REQUIRED WORK
Could you put the stretch of the records from the line containing "of the finger" through the line containing "81), (178, 79)]", both included, into a numbered list with any blank lines left out?

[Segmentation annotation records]

+ + + +

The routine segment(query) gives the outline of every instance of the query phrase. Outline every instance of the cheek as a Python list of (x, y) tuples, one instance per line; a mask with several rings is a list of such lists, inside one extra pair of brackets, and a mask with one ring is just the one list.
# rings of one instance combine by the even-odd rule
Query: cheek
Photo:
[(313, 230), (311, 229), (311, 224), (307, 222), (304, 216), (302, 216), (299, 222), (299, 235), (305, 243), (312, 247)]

+ + + +

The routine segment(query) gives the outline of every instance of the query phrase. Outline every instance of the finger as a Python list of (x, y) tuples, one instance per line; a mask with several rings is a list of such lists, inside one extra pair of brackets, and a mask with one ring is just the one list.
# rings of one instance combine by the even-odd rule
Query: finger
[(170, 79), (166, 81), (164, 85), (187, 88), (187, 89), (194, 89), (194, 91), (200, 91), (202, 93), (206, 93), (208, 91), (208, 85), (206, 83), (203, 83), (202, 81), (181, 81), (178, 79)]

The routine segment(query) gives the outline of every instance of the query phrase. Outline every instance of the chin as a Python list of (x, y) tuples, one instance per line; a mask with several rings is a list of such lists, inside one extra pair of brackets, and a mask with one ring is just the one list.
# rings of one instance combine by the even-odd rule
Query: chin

+ + + +

EXERCISE OUTPUT
1. The routine segment(query) gives the outline of every instance of the query phrase. Outline every instance of the finger as a Python list of (x, y) tuples, one instance per line; a mask with several rings is a list of such lists, inside one extra pair of brackets, and a mask with one ring is just the one list.
2. # rings of one instance combine by the even-odd rule
3. Query: finger
4. [(170, 79), (166, 81), (164, 85), (187, 88), (187, 89), (194, 89), (194, 91), (200, 91), (202, 93), (206, 93), (208, 91), (208, 85), (206, 83), (203, 83), (202, 81), (181, 81), (178, 79)]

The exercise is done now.